### [What is asked]
A - Using the Naive Bayes excerpt, decide whether each statement agrees with it: (i) the notebook contains the complete Python Data Science Handbook; (ii) Naive Bayes models are described as classification algorithms; (iii) the heading of the excerpt is "In Depth: Linear Regression." Answer yes or no for each, and quote the deciding words.
B - Answer from the Naive Bayes excerpt, one line each:
(i) Who is named as the author of the handbook?
(ii) Which section is linked before this one in the navigation line?
(iii) What coding is declared at the top?
C - Transcribe the Naive Bayes excerpt from "# <!--NAVIGATION-->" down to "for **very high-dimensional** datasets.".

### [Document section]
______

#!/usr/bin/env python
# coding: utf-8

# # In Depth: Naive Bayes Classification

# <!--BOOK_INFORMATION-->
# 
# *This notebook contains an excerpt from the [Python Data Science Handbook](http://shop.oreilly.com/product/0636920034919.do) by Jake VanderPlas; the content is available [on GitHub](https://github.com/jakevdp/PythonDataScienceHandbook).*
# 
# *The text is released under the [CC-BY-NC-ND license](https://creativecommons.org/licenses/by-nc-nd/3.0/us/legalcode), and code is released under the [MIT license](https://opensource.org/licenses/MIT). If you find this content useful, please consider supporting the work by [buying the book](http://shop.oreilly.com/product/0636920034919.do)!*

# <!--NAVIGATION-->
# < [Feature Engineering](05.04-Feature-Engineering.ipynb) | [Contents](Index.ipynb) | [In Depth: Linear Regression](05.06-Linear-Regression.ipynb) >

# ``Naive Bayes models`` are a group of **extremely fast and simple** classification algorithms that are often suitable for **very high-dimensional** datasets.

______

Entries drawn from a collection:
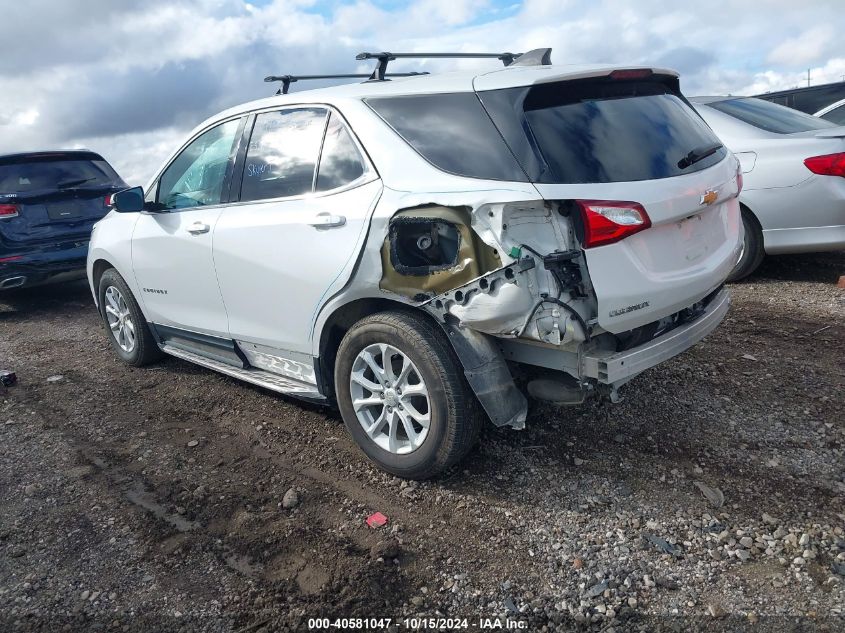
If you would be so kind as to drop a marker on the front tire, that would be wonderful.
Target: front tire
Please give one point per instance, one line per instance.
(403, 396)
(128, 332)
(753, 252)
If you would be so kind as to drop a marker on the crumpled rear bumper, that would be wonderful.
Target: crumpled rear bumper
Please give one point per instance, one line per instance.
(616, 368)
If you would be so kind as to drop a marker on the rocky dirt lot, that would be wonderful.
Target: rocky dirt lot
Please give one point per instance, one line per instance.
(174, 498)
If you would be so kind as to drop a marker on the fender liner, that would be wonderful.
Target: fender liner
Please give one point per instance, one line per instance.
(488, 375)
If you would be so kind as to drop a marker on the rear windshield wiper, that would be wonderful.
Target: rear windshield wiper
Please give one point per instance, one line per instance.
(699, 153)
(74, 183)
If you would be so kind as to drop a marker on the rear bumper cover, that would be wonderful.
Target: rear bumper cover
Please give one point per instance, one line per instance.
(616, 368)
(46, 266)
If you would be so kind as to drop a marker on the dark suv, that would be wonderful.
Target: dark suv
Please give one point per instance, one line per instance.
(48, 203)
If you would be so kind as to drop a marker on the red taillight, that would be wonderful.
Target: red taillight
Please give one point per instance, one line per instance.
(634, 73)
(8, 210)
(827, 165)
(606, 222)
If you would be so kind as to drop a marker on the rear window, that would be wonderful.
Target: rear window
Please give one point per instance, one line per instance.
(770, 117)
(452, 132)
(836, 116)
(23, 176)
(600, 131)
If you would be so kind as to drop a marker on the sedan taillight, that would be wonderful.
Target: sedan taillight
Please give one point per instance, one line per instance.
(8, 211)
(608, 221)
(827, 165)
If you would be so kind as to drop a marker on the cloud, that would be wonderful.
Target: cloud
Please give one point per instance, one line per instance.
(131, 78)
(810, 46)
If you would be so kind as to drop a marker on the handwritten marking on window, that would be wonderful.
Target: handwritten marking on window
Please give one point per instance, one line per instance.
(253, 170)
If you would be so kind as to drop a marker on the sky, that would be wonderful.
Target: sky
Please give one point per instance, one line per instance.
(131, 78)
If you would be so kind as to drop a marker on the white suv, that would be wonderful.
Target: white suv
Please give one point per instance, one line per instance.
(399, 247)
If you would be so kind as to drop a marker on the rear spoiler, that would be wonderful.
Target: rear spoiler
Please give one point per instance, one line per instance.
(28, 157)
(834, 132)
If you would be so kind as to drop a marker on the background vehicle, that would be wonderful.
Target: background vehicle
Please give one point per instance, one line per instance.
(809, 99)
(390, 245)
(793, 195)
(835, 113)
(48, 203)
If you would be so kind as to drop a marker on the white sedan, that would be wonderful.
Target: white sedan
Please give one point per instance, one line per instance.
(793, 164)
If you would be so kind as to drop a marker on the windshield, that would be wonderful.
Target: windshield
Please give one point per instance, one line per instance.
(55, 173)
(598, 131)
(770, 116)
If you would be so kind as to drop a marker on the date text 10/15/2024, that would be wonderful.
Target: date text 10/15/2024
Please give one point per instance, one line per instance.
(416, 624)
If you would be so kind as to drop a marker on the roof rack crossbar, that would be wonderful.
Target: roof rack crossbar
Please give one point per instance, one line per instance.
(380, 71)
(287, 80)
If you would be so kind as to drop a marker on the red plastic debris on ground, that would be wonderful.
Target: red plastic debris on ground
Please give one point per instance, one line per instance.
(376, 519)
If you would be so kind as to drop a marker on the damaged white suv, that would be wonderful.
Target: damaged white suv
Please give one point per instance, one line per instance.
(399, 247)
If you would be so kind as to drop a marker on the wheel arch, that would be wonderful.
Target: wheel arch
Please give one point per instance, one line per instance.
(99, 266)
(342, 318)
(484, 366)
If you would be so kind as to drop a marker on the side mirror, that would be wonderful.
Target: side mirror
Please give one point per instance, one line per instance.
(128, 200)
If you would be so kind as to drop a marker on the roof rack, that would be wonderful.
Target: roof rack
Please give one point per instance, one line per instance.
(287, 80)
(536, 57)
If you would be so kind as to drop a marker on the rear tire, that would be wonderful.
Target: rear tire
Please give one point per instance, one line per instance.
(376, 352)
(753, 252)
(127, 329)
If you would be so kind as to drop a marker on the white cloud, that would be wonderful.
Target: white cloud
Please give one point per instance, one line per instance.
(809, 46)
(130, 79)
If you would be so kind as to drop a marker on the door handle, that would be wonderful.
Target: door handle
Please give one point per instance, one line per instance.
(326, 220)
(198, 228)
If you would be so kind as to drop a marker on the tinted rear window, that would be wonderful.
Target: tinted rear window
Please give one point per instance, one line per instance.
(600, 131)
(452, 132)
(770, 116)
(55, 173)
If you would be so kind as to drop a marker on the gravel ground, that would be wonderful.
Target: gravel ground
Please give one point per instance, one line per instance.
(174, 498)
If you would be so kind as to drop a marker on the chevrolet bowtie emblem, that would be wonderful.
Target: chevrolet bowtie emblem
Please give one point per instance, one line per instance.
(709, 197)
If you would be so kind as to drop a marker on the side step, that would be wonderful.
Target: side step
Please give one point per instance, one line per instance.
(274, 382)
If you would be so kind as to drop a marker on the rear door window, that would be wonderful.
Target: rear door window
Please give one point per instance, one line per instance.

______

### [Task-by-task results]
A -
(i) No: "This notebook contains an excerpt from the"
(ii) Yes: "classification algorithms that are often suitable for"
(iii) No: "In Depth: Naive Bayes Classification"

B -
(i) Jake VanderPlas
(ii) Feature Engineering
(iii) utf-8

C -
# <!--NAVIGATION-->
# < [Feature Engineering](05.04-Feature-Engineering.ipynb) | [Contents](Index.ipynb) | [In Depth: Linear Regression](05.06-Linear-Regression.ipynb) >

# ``Naive Bayes models`` are a group of **extremely fast and simple** classification algorithms that are often suitable for **very high-dimensional** datasets.